Exercise prompt
All entries are to be repeated exactly as shown below.

Provided information
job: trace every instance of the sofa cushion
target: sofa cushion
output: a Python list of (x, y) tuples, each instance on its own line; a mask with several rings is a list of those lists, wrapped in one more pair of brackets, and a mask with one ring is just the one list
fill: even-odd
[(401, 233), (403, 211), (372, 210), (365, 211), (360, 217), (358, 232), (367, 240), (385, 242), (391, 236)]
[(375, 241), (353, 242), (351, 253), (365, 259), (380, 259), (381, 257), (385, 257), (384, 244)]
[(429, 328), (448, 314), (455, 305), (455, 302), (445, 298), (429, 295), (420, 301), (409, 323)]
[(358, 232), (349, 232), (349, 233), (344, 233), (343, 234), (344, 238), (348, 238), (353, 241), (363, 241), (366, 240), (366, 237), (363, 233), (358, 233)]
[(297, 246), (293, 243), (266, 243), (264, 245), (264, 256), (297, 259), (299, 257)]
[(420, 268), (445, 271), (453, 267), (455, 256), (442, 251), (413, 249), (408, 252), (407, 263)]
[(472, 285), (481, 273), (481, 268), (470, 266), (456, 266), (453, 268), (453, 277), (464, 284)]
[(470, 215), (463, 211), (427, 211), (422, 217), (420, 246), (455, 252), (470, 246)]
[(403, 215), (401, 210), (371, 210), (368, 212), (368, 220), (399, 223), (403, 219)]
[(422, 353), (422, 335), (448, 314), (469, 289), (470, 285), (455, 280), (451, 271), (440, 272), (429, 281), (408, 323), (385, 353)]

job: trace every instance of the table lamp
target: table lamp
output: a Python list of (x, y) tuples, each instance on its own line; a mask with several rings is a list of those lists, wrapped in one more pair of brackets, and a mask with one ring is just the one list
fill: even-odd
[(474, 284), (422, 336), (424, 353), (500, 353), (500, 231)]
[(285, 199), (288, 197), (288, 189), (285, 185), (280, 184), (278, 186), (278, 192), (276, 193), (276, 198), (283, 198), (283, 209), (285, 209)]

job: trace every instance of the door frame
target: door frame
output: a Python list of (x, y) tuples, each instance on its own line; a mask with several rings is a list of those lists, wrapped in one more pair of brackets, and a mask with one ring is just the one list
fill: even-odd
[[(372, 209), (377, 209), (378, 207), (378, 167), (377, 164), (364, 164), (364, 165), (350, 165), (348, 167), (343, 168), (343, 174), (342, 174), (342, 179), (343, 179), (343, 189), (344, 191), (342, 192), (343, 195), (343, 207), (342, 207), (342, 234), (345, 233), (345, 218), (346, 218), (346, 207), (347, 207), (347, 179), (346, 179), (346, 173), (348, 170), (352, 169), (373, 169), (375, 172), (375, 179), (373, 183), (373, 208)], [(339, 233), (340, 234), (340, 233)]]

Solution to this problem
job: trace every instance of the sofa cushion
target: sofa cushion
output: a Python list of (x, y) tuples, each instance on its own line; a mask with several rings is a list of those lists, wrapped in one more pair of brackets, and a mask with one ring is just the one list
fill: even-odd
[(401, 233), (403, 211), (372, 210), (365, 211), (360, 217), (358, 232), (367, 240), (385, 242), (391, 236)]
[(375, 241), (353, 242), (351, 253), (365, 259), (380, 259), (381, 257), (385, 257), (384, 244)]
[(429, 328), (448, 314), (455, 305), (455, 302), (445, 298), (429, 295), (420, 301), (409, 323)]
[(358, 232), (349, 232), (349, 233), (344, 233), (343, 234), (344, 238), (348, 238), (353, 241), (363, 241), (366, 240), (366, 237), (363, 233), (358, 233)]
[(297, 246), (293, 243), (266, 243), (264, 245), (264, 256), (297, 259), (299, 257)]
[(420, 268), (445, 271), (453, 267), (455, 256), (442, 251), (413, 249), (408, 252), (407, 263)]
[(472, 285), (481, 273), (481, 268), (470, 266), (456, 266), (453, 268), (453, 277), (464, 284)]
[(470, 215), (463, 211), (427, 211), (422, 217), (420, 246), (455, 252), (470, 246)]
[(403, 215), (401, 210), (371, 210), (368, 212), (368, 220), (399, 223), (403, 219)]
[(422, 353), (422, 335), (448, 314), (469, 289), (470, 285), (455, 280), (451, 271), (440, 272), (429, 281), (408, 323), (385, 353)]

job: trace every instance of the table lamp
target: table lamp
output: a Python list of (x, y) tuples, each instance on its own line; a mask with several rings is a list of those lists, wrapped in one more pair of brackets, and a mask with one ring is just the one list
fill: even-odd
[(474, 284), (422, 336), (424, 353), (500, 353), (500, 231)]
[(285, 199), (288, 197), (288, 189), (285, 185), (280, 184), (278, 186), (278, 192), (276, 193), (276, 198), (283, 198), (283, 209), (285, 209)]

job: trace every instance of the door frame
target: door frame
output: a Python list of (x, y) tuples, each instance on its own line; a mask with several rings is a list of those lists, wrapped in one more pair of brackets, and a mask with one ring is just the one list
fill: even-odd
[[(372, 209), (377, 209), (378, 207), (378, 167), (377, 164), (364, 164), (364, 165), (350, 165), (348, 167), (343, 168), (343, 174), (342, 174), (342, 179), (343, 179), (343, 189), (344, 191), (342, 192), (343, 195), (343, 207), (342, 207), (342, 234), (345, 233), (345, 218), (346, 218), (346, 207), (347, 207), (347, 179), (346, 179), (346, 173), (348, 170), (352, 169), (373, 169), (375, 172), (375, 179), (373, 183), (373, 208)], [(339, 233), (340, 234), (340, 233)]]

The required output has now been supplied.